• **Task description**: Retype all data exactly as given. Pictures should not be retyped.

++++ Information given ++++

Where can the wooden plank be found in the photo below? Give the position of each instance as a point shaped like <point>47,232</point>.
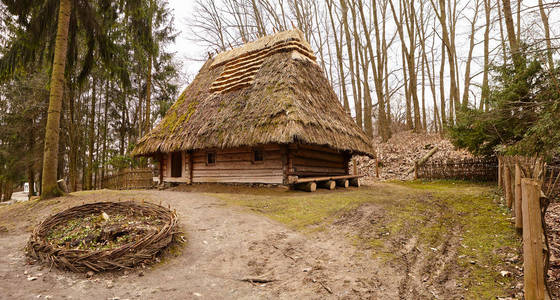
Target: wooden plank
<point>518,200</point>
<point>176,179</point>
<point>319,148</point>
<point>268,180</point>
<point>343,183</point>
<point>284,150</point>
<point>238,173</point>
<point>317,155</point>
<point>239,156</point>
<point>320,170</point>
<point>240,165</point>
<point>310,162</point>
<point>355,182</point>
<point>329,184</point>
<point>307,186</point>
<point>507,187</point>
<point>533,262</point>
<point>313,179</point>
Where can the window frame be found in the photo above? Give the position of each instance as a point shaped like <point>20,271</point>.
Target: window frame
<point>213,153</point>
<point>254,156</point>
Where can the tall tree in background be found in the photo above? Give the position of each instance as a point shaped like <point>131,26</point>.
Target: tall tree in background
<point>50,157</point>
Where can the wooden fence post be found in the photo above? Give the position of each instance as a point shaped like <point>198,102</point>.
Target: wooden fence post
<point>533,263</point>
<point>507,186</point>
<point>499,171</point>
<point>518,201</point>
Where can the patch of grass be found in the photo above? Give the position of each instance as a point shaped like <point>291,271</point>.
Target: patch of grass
<point>302,210</point>
<point>431,212</point>
<point>486,234</point>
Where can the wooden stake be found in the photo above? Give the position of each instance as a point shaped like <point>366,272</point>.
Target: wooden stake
<point>507,187</point>
<point>307,186</point>
<point>518,201</point>
<point>499,171</point>
<point>330,184</point>
<point>533,262</point>
<point>377,164</point>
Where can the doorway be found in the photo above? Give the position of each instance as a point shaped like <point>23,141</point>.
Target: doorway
<point>176,164</point>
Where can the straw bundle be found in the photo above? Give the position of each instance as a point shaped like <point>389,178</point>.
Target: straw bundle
<point>141,251</point>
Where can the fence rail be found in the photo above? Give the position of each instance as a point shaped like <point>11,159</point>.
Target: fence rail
<point>129,179</point>
<point>529,185</point>
<point>477,169</point>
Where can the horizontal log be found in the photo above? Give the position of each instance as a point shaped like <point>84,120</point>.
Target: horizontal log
<point>343,183</point>
<point>329,184</point>
<point>240,165</point>
<point>238,173</point>
<point>320,170</point>
<point>237,149</point>
<point>240,156</point>
<point>310,162</point>
<point>313,179</point>
<point>319,148</point>
<point>355,182</point>
<point>307,186</point>
<point>268,180</point>
<point>302,153</point>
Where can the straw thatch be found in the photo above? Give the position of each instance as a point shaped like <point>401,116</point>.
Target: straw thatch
<point>128,255</point>
<point>268,91</point>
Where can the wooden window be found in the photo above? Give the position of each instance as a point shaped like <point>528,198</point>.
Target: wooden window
<point>258,155</point>
<point>210,158</point>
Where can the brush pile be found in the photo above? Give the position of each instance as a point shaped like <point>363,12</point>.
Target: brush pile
<point>103,236</point>
<point>398,155</point>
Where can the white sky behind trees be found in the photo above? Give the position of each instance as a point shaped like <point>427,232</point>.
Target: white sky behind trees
<point>193,53</point>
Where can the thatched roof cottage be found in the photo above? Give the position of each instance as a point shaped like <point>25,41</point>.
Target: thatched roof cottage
<point>260,113</point>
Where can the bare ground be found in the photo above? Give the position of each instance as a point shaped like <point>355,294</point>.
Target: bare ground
<point>228,243</point>
<point>225,245</point>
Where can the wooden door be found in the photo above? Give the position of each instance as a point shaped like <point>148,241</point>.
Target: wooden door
<point>176,164</point>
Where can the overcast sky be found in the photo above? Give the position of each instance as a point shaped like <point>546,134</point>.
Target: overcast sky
<point>187,51</point>
<point>190,53</point>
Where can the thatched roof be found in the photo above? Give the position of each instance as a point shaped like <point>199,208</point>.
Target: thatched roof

++++

• **Task response**:
Where can the wooden plank be found in the photo below? Give the position of each instance as a point shaped like <point>47,232</point>.
Target: wooden plank
<point>518,200</point>
<point>176,179</point>
<point>319,148</point>
<point>268,180</point>
<point>343,183</point>
<point>284,150</point>
<point>238,173</point>
<point>317,155</point>
<point>239,156</point>
<point>320,170</point>
<point>240,165</point>
<point>310,162</point>
<point>355,182</point>
<point>329,184</point>
<point>307,186</point>
<point>507,187</point>
<point>533,262</point>
<point>313,179</point>
Where can the window frame be found in the photo above? Give the position of each instance as a point shaped like <point>20,271</point>.
Target: window frame
<point>213,153</point>
<point>254,156</point>
Where can the tall tree in background be found in the photo above? Give the position of each instance as a point shaped like <point>131,26</point>.
Target: tall tree in background
<point>50,157</point>
Where can the wooden fence post be found in the photo above? Give the position of each instance as a point shaped like <point>198,102</point>.
Target: wooden fence post
<point>533,263</point>
<point>507,186</point>
<point>499,171</point>
<point>518,201</point>
Where can the patch of grass be found in the photo above? Give the position of each instance as a point shaped like <point>291,271</point>.
Target: patch of grass
<point>302,210</point>
<point>431,212</point>
<point>486,234</point>
Where can the wooden stake be found in the photo above? Give the position of each instance as a point shaped like <point>366,272</point>.
Target: wooden stake
<point>507,187</point>
<point>307,186</point>
<point>518,201</point>
<point>499,171</point>
<point>330,184</point>
<point>533,262</point>
<point>377,164</point>
Where can the doorway be found in the photo above? Give the position of each instance as a point shaped like <point>23,141</point>.
Target: doorway
<point>176,164</point>
Where can the straw bundle be found in the photo above? Give the position of each instance as a point shaped like <point>389,178</point>.
Target: straw bundle
<point>141,251</point>
Where can the fence rail be found in the photo above? Give the position of each instance as a point shaped like <point>11,159</point>.
Target: fence rail
<point>129,179</point>
<point>529,185</point>
<point>477,169</point>
Where can the horizontal log be found in the photo above? Give the position of each instance as a point shaped like <point>84,120</point>.
Target: horizontal log
<point>343,183</point>
<point>329,184</point>
<point>240,165</point>
<point>238,173</point>
<point>320,170</point>
<point>237,149</point>
<point>240,156</point>
<point>310,162</point>
<point>313,179</point>
<point>319,148</point>
<point>355,182</point>
<point>307,186</point>
<point>268,180</point>
<point>302,153</point>
Where can the straw thatch be found in the photo above? Give the position of each instance as a point shaped like <point>401,116</point>.
Target: straw thatch
<point>128,255</point>
<point>268,91</point>
Where can the wooden window be found in the photo above? Give the position of each instance as a point shaped like <point>528,198</point>.
Target: wooden window
<point>258,155</point>
<point>210,158</point>
Where can the brush pile be found in the photo above? Give the position of each instance as a point shaped like <point>363,12</point>.
Target: brush pile
<point>103,236</point>
<point>398,155</point>
Where can the white sky behind trees be found in the photo above? Give the position of each instance as a point shaped like <point>427,232</point>.
Target: white sky behind trees
<point>193,53</point>
Where can the thatched roof cottage be found in the photo above? Give the position of each instance as a point shaped like <point>25,41</point>.
Target: thatched roof cottage
<point>260,113</point>
Where can the bare ground be found in the photo above? Give the position of each instance as a point shaped like <point>355,294</point>.
Target: bare ground
<point>228,243</point>
<point>225,245</point>
Where can the wooden door be found in the photo above? Give the position of each instance as a point shaped like <point>148,241</point>.
Target: wooden door
<point>176,164</point>
Where can the overcast sky be found in the photo above? Give the position of each instance as a point shaped like <point>546,134</point>.
Target: overcast sky
<point>187,51</point>
<point>190,53</point>
Where can the thatched roof be found in the photo above? Give the position of each instance as a point shaped like <point>199,208</point>.
Target: thatched roof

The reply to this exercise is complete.